Письменные задания =
1. Выпишите по порядку все фрагменты, заключённые в кавычки-ёлочки, во втором абзаце отрывка (он начинается словами «Речь идёт о духе»).
2. Подсчитайте строки листинга, в которых встречается строка "white", учитывая регистр букв. В ответе укажите только число.

── Исходный отрывок

Наш святой фокусник предполагает, что дух созидает духовное, дабы сделать отсюда заключение, что дух созидает самого себя как дух; с другой же стороны, он предполагает его в виде духа, чтобы дать ему возможность создавать свои духовные творения (которые, «согласно мифу, размножаются сами собой» и становятся духами). До сих пор всё это — давно знакомые, правоверно-гегелевские фразы. Подлинно «единственное» изложение того, что святой Макс хочет сказать, начинается лишь с приводимого им примера. А именно, когда Jacques le bonhomme не может сдвинуться с места, когда даже такие слова, как «Некто» и «Нечто» не в состоянии пустить вплавь его севшую на мель ладью, тогда «Штирнер» призывает на помощь своего третьего раба, «Ты», который уже никогда его не подводит и на которого он может положиться в крайней нужде. Этот «Ты» — индивид, встречающийся нам не в первый раз, скромный и преданный раб, прошедший на наших глазах сквозь огонь и воду, работник в вертограде своего господина, не пугающийся ничего, — одним словом: Шелига[48] . Когда «Штирнер» испытывает наибольшие творческие потуги, он взывает: Шелига, помоги! — и верный Эккарт Шелига тотчас подставляет плечо, чтобы вытащить завязший воз из грязи. Об отношении святого Макса к Шелиге нам потом ещё многое придётся сказать.

Речь идёт о духе, который создаёт самого себя из ничего, т. е. о Ничто, которое из ничего делает себя духом. Святой Макс извлекает отсюда сотворение шелиговского духа из Шелиги. И от кого же ещё, как не от Шелиги, мог бы «Штирнер» ждать, что он согласится на то, чтобы его указанным выше способом подсовывали под Ничто? Кому ещё мог бы импонировать такой фокус, как не Шелиге, который в высшей степени польщён уже тем, что ему вообще разрешается выступить в качестве действующего лица? Святой Макс должен был доказать не то, что данное «Ты», т. е. данный Шелига, становится мыслящим, говорящим, поющим лишь с того момента, когда он начинает мыслить, говорить, петь, — он должен был доказать, что мыслитель как таковой творит себя из ничего, когда начинает мыслить, певец как таковой творит себя из ничего, когда начинает петь, и т. д.; и даже не мыслитель и не певец, а мысль и пение как субъекты творят себя из ничего, когда начинают мыслить и петь. В остальном «Штирнер развивает лишь крайне простое размышление» и высказывает лишь ту «крайне популярную» мысль (ср. Виганд, стр. 156), что Шелига проявляет одно из своих свойств, когда он его проявляет. Правда, нет ничего «удивительного» в том, что святой Макс даже «подобные простые размышления» не может «развить» правильно, а высказывает их неправильно, дабы доказать таким путём ещё гораздо более неправильное положение с помощью самой что ни на есть неправильной логики.

────
── Материал для упражнения

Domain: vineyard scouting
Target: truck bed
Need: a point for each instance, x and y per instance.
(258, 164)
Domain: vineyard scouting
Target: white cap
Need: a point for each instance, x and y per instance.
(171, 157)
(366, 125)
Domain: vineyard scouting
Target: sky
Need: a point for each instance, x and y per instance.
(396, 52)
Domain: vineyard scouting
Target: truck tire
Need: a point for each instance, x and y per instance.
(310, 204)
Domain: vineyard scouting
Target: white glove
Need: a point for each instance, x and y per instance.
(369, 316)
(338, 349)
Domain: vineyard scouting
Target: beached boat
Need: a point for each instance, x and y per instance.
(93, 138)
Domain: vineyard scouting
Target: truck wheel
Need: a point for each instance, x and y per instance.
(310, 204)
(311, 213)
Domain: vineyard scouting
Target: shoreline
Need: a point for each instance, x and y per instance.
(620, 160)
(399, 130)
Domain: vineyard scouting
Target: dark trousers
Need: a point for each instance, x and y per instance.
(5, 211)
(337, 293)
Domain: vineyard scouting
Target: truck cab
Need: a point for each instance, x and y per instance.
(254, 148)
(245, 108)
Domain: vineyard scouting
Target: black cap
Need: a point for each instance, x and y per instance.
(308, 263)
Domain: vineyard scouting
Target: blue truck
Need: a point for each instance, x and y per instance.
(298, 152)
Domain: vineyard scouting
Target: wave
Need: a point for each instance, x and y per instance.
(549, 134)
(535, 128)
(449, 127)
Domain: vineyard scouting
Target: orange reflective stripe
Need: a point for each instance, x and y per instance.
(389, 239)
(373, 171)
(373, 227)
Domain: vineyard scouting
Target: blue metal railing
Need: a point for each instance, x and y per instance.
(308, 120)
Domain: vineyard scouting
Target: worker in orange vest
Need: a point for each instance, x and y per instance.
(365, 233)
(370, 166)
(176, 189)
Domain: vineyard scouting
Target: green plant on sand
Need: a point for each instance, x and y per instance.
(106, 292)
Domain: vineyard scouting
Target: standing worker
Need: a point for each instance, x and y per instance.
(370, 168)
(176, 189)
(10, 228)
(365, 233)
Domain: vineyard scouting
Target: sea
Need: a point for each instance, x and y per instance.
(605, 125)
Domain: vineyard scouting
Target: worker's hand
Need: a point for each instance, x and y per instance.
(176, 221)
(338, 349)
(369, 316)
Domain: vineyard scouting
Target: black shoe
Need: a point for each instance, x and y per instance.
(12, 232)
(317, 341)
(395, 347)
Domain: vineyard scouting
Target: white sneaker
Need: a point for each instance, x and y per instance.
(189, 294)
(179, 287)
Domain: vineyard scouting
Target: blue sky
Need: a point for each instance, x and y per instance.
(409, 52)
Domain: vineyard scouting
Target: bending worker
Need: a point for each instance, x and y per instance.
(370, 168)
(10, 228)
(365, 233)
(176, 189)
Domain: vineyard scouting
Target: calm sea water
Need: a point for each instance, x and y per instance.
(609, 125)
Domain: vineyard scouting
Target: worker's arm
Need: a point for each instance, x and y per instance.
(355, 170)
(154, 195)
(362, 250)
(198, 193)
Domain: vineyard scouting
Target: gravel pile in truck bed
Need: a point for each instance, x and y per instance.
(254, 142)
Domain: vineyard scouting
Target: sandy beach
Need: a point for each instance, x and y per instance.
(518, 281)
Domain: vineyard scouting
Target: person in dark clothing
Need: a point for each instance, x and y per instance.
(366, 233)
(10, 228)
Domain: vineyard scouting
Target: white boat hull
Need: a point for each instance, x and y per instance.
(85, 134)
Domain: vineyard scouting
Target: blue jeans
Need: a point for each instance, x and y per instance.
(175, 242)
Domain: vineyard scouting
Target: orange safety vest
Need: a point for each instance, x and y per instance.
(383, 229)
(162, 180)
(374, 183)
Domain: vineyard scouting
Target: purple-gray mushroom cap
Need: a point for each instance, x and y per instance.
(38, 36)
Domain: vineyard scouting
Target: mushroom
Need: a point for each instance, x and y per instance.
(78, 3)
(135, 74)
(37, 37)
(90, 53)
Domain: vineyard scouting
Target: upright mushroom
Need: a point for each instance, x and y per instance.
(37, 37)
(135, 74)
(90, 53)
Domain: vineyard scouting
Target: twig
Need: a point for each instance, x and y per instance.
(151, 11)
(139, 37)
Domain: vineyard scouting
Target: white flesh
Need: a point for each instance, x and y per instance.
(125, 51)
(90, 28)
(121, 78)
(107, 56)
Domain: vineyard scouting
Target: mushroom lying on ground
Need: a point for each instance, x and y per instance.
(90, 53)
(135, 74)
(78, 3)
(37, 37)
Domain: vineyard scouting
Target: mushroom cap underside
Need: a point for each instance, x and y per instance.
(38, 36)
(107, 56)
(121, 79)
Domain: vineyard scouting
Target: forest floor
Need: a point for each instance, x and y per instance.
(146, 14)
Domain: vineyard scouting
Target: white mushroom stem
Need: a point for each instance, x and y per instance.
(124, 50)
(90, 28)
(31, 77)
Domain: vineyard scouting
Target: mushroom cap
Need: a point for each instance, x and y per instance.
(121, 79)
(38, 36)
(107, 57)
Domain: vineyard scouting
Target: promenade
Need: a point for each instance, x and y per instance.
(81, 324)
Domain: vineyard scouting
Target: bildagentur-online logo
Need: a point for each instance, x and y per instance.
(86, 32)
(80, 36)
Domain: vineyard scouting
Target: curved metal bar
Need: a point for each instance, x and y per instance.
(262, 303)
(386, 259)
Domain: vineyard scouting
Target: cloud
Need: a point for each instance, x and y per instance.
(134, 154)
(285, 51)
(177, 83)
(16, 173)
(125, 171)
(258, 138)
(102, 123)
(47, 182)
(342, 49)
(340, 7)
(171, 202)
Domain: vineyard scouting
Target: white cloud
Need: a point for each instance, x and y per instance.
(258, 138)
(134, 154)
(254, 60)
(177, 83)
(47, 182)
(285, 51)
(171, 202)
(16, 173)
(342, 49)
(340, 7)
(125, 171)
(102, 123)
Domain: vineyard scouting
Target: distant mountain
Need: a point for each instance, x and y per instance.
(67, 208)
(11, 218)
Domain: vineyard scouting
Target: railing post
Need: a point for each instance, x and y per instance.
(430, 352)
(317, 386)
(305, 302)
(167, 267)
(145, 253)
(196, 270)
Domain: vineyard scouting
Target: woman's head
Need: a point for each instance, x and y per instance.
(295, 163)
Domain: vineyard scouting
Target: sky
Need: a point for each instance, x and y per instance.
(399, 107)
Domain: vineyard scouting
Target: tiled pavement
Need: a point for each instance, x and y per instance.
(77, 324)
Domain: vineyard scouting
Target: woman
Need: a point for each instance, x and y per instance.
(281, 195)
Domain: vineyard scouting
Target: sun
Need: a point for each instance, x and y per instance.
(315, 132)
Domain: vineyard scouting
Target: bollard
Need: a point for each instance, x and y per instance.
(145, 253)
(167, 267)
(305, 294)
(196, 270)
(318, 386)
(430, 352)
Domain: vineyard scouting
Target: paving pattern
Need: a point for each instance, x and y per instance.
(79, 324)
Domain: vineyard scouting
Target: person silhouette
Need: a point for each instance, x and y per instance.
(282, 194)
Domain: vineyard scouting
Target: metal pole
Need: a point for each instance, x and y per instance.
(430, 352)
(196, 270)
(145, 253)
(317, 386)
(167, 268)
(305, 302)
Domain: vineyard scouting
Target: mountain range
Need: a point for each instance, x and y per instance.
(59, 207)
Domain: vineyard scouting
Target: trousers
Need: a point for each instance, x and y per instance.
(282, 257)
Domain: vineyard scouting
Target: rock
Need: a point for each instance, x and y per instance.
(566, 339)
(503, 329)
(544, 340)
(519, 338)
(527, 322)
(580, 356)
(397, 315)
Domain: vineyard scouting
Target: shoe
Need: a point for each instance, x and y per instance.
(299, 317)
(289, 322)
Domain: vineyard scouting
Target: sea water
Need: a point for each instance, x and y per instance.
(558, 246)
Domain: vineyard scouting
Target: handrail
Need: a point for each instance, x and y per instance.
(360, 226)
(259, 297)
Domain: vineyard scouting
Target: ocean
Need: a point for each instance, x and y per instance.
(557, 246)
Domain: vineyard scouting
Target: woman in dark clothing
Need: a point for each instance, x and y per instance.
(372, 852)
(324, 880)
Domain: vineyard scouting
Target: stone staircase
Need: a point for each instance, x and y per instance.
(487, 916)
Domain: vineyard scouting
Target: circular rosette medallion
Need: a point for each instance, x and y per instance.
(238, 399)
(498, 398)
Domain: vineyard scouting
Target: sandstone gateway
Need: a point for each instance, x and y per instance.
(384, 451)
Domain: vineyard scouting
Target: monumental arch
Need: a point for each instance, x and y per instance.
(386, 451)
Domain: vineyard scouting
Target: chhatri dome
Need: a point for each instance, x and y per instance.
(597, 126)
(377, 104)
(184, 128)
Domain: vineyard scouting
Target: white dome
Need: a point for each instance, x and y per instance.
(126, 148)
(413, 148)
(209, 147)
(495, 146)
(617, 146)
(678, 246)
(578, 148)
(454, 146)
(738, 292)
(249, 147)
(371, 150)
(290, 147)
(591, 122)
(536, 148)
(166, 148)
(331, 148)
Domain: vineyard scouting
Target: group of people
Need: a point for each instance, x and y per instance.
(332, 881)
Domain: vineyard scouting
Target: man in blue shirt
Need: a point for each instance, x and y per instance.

────

Разбор решений =
1.
«Штирнер»
«Ты»
«Штирнер развивает лишь крайне простое размышление»
«крайне популярную»
«удивительного»
«подобные простые размышления»
«развить»

2. 8